REQUEST A
Rewrite the rows, everything from the line containing "Reviewer note: every instance of the upper" down to the end of the rows, as a JSON list of strings with one string per line and blank lines left out.

DOCUMENT EXCERPT
-- start --
Cape Town – Plenty of collective firepower on paper … but an acid test for a significantly reworked loose trio.
Those are key hallmarks of the Springbok team named by head coach Rassie Erasmus on Thursday for Saturday’s Rugby Championship opener against Argentina at Kings Park (17:05 kick-off).
The substantial sacrifice for this tournament of Duane Vermeulen, the powerhouse No 8 who was so influential in June’s 2-1 series triumph over England, is comfortingly offset by the return to the starting line-up of physical, enforcer-type figures like Malcolm Marx and Eben Etzebeth from injury.
Similarly, in being deprived of the 42-cap Vermeulen, there is ample compensation in experience terms through Bath-based Francois Louw (57 Test appearances), albeit in a different berth to him, returning to the loosie alliance.
That is the area where the Boks will be under special scrutiny against the Pumas, given the widespread way in which Erasmus – remember, once a world-class loose forward himself, so not acting without great acumen or confidence – has remoulded his plans, now sans Vermeulen’s grunt.
No single player stays in his same role from the trio who did duty, and to admirable standards, in the last two Tests of the England series (Bloemfontein and Cape Town): captain Siya Kolisi, Pieter-Steph du Toit, at seven, and Vermeulen.
-- end --
REQUEST B
Answer these questions on the Springbok team article:
(i) At which venue is the Rugby Championship opener against Argentina played?
(ii) How many Test appearances does Francois Louw have?
(iii) By what score did the Springboks win the June series against England?

[Location labeling rows]
-- start --
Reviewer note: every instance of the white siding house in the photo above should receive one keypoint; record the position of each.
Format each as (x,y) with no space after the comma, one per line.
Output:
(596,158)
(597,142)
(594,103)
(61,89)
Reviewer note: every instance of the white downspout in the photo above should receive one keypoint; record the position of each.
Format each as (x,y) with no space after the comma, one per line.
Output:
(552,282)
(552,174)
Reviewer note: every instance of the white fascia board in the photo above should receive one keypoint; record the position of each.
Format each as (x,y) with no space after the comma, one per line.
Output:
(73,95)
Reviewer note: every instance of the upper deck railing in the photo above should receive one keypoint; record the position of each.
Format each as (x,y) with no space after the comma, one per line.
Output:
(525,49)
-- end --
WRITTEN RESPONSE A
[
  "Reviewer note: every instance of the upper deck railing in the photo above should receive one keypoint; record the position of each.",
  "Format each as (x,y) with no space after the comma, one per line.",
  "Output:",
  "(525,49)"
]

WRITTEN RESPONSE B
(i) Kings Park
(ii) 57
(iii) 2-1